# [EXERCISE]
Return the rows below exactly as they appear, from the line with "Where can you spot the metal" up to and including the line with "column 116, row 163".

[Recorded data]
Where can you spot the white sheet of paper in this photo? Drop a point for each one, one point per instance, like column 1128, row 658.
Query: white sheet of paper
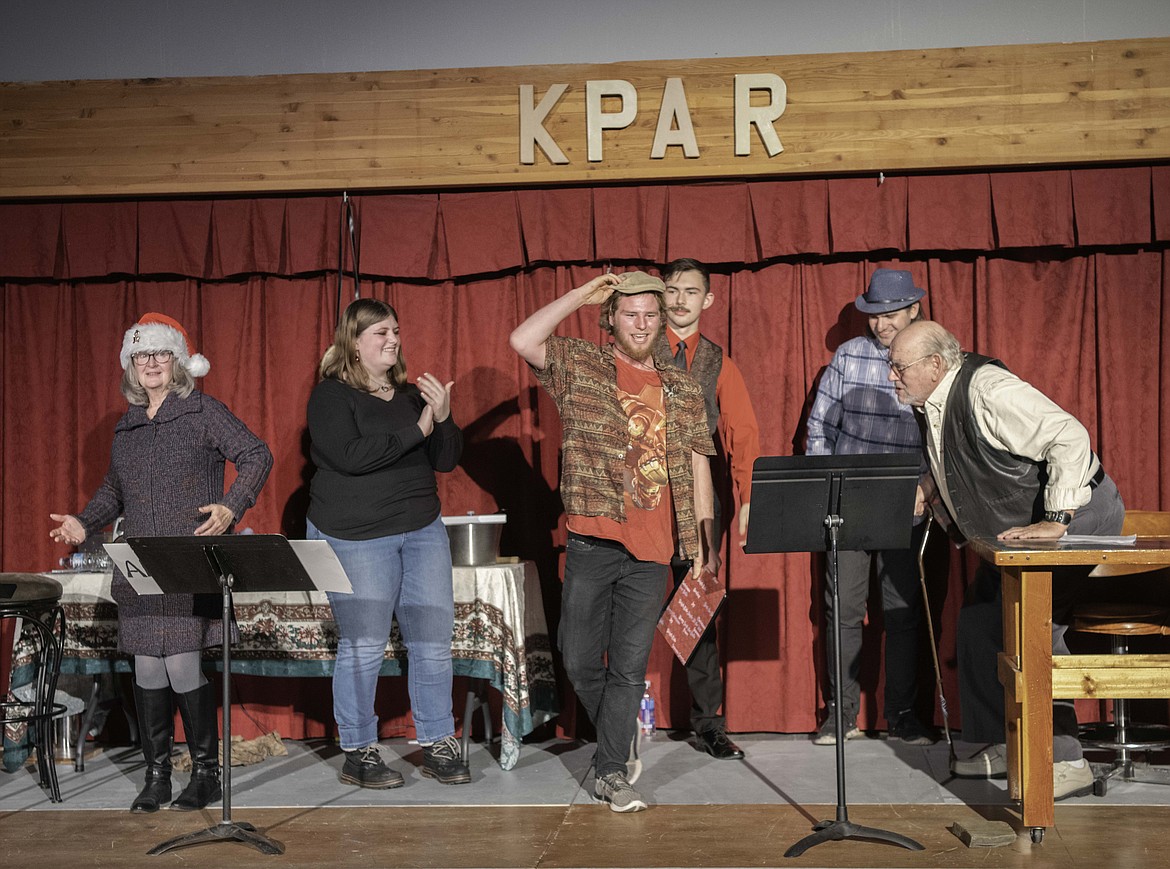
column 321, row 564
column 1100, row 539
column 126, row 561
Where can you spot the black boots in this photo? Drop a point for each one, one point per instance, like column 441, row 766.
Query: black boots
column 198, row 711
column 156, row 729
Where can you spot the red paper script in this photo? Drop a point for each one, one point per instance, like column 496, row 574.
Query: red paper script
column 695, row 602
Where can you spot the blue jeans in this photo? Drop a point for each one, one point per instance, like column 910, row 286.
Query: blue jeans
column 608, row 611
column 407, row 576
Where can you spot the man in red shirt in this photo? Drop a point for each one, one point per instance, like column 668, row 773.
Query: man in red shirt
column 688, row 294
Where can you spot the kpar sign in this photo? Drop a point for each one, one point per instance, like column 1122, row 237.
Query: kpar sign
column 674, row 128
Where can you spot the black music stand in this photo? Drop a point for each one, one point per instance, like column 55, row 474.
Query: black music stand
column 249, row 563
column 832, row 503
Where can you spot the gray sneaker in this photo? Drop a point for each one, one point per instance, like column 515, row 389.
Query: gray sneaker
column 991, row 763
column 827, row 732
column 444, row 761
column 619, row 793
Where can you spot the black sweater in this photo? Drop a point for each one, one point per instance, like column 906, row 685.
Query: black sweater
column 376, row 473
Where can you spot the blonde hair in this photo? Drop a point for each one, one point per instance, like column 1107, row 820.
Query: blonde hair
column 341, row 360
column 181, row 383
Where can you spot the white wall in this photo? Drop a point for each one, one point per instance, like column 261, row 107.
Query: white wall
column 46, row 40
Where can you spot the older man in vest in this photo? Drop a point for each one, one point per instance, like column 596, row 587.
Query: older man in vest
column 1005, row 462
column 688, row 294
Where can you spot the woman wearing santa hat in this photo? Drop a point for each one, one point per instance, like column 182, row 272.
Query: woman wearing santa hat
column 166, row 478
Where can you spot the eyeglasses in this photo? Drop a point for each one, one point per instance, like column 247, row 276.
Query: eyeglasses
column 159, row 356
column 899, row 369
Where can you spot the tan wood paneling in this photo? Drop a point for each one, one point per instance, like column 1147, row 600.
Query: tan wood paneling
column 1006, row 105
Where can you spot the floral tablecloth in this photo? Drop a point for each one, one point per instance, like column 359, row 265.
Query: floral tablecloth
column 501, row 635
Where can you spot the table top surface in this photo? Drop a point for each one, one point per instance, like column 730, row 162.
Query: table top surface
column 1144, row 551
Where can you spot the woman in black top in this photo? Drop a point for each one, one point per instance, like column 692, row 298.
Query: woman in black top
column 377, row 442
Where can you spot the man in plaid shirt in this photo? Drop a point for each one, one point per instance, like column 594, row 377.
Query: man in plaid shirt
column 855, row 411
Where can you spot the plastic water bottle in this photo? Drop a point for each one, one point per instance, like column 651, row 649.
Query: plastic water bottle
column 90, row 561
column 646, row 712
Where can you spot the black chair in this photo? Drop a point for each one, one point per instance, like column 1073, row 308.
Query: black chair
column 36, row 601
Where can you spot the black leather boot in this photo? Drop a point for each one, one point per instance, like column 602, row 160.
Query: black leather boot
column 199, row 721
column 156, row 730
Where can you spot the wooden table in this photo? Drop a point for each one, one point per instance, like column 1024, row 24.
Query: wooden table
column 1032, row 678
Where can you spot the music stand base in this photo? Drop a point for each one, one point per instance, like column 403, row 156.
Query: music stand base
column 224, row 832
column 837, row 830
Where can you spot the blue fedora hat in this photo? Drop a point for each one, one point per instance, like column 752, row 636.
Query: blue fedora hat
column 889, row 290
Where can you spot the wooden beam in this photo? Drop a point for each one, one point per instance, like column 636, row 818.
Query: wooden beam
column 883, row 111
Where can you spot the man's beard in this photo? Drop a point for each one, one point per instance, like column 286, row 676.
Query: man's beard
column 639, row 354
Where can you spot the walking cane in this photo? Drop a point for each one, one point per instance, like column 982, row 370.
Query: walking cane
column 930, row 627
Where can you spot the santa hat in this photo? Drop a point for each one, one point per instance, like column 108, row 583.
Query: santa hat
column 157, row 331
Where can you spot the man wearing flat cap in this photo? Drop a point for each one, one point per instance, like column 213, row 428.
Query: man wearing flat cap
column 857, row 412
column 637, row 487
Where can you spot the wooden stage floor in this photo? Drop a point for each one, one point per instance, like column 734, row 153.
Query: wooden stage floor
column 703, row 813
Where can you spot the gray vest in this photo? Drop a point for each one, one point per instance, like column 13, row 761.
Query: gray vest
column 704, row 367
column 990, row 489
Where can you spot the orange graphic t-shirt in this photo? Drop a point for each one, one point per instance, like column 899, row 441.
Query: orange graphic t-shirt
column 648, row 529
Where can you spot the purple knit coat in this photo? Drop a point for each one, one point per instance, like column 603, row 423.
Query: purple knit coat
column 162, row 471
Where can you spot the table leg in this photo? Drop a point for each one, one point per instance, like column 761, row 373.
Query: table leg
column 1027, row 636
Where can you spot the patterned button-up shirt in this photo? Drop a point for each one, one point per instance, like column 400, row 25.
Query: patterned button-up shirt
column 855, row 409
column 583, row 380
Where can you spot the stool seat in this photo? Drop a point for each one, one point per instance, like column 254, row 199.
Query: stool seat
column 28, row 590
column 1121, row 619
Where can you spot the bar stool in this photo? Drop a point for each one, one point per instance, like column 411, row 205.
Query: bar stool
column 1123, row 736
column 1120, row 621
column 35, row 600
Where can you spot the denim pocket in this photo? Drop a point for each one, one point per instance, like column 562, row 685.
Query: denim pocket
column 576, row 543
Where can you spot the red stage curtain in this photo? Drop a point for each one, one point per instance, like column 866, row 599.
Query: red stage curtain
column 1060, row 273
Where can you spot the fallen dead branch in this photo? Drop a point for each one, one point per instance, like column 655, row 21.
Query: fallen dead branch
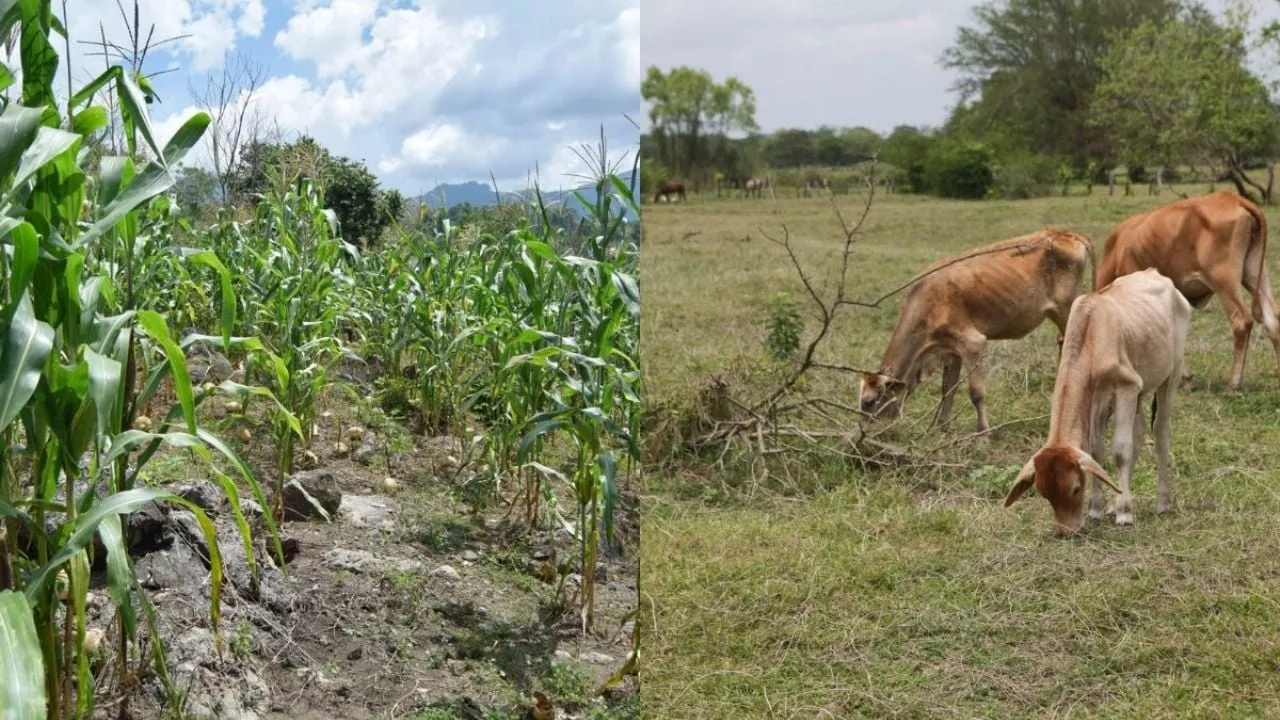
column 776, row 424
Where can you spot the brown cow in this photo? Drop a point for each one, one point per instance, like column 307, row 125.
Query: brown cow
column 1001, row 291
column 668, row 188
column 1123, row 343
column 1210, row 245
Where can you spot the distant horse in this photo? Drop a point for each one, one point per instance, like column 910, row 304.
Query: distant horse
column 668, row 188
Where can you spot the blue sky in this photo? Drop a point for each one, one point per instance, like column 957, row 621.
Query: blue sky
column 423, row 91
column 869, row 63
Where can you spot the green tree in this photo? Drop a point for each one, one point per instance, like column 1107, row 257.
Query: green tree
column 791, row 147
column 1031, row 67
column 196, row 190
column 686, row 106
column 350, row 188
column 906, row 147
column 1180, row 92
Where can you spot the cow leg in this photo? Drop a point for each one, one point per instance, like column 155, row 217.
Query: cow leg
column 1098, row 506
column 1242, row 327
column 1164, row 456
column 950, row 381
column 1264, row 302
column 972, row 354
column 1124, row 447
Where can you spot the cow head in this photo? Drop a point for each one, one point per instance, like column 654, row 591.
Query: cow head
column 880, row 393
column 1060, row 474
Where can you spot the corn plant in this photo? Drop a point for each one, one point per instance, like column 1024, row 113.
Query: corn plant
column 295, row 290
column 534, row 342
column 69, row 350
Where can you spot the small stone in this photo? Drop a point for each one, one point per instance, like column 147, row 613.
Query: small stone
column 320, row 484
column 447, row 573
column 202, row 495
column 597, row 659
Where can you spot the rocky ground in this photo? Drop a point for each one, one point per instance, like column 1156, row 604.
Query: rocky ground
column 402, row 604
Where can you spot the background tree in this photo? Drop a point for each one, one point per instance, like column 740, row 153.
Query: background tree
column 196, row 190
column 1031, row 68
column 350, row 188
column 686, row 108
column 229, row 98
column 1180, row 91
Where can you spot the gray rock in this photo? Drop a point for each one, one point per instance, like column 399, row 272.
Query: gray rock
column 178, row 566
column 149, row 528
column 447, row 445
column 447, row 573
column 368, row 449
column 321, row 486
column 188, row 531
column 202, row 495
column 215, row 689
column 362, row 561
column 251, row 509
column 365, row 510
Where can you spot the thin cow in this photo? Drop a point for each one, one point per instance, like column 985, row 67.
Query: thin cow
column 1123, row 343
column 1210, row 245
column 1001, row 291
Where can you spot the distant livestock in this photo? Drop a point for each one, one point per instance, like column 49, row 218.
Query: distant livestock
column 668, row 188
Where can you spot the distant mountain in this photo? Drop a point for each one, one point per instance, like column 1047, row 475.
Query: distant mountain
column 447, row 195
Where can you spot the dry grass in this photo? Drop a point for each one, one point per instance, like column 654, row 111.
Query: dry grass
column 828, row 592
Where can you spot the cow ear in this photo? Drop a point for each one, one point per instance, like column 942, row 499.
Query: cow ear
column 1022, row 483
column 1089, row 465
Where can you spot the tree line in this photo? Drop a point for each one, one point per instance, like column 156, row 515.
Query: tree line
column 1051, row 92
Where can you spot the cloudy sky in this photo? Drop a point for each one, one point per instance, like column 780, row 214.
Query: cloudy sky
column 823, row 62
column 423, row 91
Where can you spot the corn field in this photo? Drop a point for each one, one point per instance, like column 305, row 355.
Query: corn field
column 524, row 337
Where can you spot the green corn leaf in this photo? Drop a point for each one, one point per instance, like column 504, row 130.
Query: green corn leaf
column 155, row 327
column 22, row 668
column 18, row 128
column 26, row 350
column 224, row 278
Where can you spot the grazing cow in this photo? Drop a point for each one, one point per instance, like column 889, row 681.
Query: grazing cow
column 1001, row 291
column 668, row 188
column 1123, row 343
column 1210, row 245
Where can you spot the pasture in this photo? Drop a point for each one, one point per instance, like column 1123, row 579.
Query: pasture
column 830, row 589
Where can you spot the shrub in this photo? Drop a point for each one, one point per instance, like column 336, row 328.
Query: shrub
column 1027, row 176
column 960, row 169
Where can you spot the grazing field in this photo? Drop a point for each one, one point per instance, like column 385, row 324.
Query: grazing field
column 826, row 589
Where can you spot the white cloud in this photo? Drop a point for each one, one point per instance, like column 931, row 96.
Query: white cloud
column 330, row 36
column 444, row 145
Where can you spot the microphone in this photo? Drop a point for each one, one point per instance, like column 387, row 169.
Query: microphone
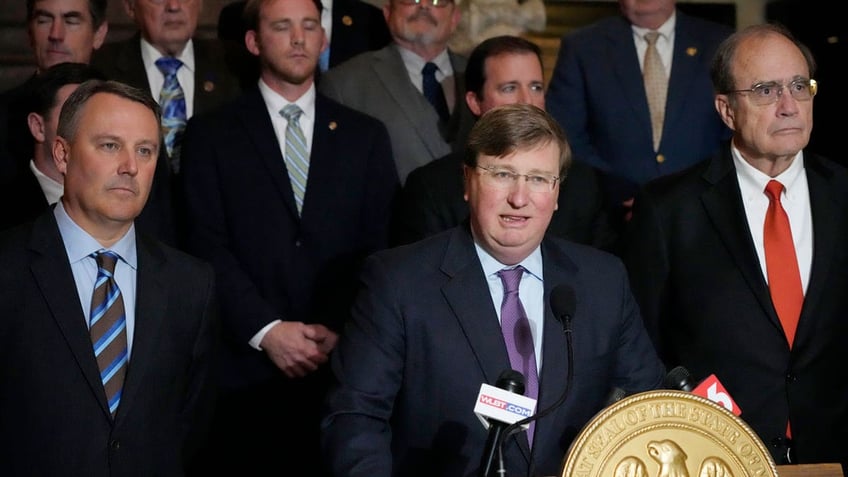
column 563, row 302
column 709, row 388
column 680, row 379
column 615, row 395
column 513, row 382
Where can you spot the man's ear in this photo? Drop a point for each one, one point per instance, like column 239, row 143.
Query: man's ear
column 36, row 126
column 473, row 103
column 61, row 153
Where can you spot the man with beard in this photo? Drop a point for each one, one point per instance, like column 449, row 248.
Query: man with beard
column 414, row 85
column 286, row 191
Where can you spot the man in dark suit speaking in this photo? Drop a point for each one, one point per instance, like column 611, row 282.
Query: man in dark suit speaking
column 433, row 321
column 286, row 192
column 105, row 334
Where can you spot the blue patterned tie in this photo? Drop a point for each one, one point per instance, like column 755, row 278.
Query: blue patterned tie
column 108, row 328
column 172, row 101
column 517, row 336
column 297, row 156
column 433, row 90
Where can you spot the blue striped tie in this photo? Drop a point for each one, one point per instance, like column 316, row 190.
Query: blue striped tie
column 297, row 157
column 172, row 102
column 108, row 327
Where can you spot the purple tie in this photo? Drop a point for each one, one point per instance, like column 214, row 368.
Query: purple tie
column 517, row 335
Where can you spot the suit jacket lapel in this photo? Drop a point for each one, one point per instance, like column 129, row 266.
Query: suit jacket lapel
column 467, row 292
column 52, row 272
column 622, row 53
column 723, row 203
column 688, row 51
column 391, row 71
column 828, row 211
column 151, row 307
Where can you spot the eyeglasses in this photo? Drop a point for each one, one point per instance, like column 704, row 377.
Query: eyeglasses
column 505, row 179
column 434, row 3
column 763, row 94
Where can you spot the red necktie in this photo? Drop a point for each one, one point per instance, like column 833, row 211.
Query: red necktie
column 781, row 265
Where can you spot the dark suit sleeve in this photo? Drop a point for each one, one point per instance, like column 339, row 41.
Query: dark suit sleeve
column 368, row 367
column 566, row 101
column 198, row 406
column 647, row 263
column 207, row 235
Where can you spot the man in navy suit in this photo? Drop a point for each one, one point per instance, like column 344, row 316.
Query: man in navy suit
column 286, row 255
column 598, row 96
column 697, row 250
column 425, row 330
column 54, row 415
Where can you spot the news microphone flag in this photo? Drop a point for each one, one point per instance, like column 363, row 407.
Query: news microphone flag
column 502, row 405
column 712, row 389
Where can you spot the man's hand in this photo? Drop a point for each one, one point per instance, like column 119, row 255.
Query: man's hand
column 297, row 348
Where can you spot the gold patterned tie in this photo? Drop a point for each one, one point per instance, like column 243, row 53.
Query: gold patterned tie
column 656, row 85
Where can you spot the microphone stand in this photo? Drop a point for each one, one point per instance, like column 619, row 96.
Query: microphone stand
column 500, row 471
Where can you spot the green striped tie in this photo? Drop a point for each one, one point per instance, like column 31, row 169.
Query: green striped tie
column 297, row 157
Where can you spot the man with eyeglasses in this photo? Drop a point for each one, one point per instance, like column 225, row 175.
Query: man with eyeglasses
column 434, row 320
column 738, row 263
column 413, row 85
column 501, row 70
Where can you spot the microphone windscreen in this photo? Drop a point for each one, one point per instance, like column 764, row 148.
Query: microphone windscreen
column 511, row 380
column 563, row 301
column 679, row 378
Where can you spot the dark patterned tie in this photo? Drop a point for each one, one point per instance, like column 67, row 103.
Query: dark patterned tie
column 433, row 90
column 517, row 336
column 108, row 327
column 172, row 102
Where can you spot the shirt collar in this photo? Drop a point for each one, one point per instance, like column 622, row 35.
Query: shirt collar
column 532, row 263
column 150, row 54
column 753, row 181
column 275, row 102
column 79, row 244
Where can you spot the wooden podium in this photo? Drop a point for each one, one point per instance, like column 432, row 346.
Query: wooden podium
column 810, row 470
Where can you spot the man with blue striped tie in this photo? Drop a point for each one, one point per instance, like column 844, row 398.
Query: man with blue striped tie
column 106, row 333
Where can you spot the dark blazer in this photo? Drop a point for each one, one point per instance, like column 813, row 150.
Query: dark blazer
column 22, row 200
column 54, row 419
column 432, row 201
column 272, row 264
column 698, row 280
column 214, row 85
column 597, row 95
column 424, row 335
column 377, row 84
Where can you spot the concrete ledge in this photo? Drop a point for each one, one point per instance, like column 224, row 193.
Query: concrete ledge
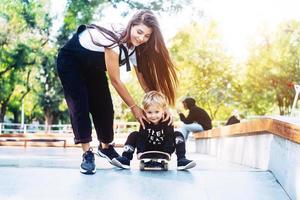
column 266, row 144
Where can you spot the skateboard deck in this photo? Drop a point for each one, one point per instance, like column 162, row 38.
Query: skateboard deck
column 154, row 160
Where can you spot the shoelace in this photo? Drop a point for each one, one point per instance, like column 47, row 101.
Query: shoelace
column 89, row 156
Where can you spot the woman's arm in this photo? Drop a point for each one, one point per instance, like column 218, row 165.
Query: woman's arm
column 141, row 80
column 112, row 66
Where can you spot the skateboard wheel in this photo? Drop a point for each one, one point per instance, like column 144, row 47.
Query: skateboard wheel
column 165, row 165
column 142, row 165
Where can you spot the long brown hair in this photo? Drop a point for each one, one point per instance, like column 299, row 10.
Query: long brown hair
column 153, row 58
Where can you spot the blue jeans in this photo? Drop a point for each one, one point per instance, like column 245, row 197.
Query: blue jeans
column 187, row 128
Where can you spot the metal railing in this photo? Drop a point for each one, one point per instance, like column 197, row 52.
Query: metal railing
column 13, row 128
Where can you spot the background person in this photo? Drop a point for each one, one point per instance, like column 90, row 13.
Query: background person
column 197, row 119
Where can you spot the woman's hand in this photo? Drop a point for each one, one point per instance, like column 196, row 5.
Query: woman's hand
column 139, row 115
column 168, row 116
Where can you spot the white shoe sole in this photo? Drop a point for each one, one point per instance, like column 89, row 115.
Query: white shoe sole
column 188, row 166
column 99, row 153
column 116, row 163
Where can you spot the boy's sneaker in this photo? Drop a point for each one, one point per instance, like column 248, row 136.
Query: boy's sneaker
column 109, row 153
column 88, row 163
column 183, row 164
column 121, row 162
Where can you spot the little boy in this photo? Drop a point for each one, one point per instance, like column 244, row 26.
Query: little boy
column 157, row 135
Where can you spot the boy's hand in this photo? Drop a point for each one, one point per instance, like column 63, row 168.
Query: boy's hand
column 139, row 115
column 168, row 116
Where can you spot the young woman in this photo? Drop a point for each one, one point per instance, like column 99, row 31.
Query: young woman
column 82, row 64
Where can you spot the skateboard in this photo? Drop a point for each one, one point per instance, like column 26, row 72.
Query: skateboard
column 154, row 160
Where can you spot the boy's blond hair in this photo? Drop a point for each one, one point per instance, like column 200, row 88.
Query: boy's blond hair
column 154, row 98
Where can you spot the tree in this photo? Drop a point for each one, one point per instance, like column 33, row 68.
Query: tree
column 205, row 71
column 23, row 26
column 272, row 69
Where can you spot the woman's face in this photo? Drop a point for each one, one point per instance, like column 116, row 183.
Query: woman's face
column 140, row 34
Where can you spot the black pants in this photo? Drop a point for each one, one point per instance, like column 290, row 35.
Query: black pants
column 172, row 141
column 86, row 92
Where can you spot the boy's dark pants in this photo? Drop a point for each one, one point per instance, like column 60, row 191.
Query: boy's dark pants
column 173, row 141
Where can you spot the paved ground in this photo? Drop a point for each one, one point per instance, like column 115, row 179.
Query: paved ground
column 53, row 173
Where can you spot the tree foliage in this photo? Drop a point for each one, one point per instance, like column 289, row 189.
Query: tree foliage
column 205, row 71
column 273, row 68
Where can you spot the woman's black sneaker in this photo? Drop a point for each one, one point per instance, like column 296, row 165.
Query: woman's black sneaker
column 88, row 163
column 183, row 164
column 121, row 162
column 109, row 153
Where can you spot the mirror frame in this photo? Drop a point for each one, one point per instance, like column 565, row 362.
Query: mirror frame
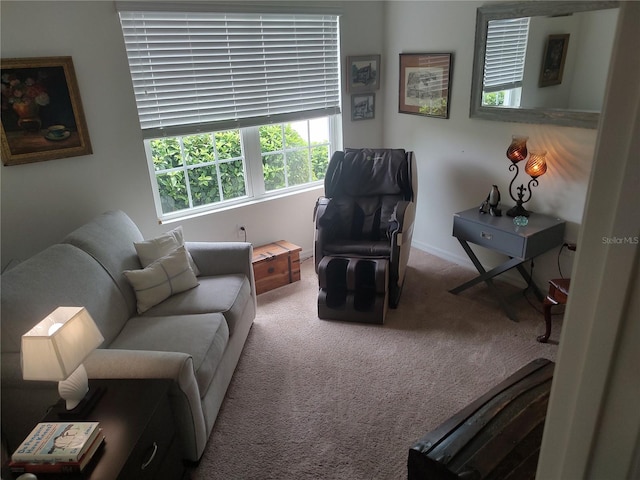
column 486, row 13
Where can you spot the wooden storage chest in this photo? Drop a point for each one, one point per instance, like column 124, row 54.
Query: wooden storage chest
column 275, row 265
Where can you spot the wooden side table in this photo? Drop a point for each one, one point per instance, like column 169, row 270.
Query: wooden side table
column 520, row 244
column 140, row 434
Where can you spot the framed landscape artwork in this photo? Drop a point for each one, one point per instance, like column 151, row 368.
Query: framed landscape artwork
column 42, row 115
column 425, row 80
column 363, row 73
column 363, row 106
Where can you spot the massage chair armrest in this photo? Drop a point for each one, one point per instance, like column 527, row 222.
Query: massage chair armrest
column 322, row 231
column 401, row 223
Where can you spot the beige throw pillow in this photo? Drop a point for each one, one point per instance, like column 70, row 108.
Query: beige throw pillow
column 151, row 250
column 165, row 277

# [EXERCISE SOLUTION]
Where can you spot the metal railing in this photo? Drop a point for each one, one point per instance, like column 197, row 52.
Query: metal railing
column 13, row 128
Where can you spot the background person in this photo? Drop a point for each one, one point per instance, like column 90, row 13.
Query: background person
column 197, row 119
Where can you spot the woman's hand in this photo? Drop a point for each one, one point per instance, like column 196, row 5.
Query: woman's hand
column 139, row 115
column 168, row 116
Where can you spot the white shoe sole in this photo? Drop a point for each one, one point per instance, like column 89, row 115.
Query: white shoe sole
column 188, row 166
column 99, row 153
column 116, row 163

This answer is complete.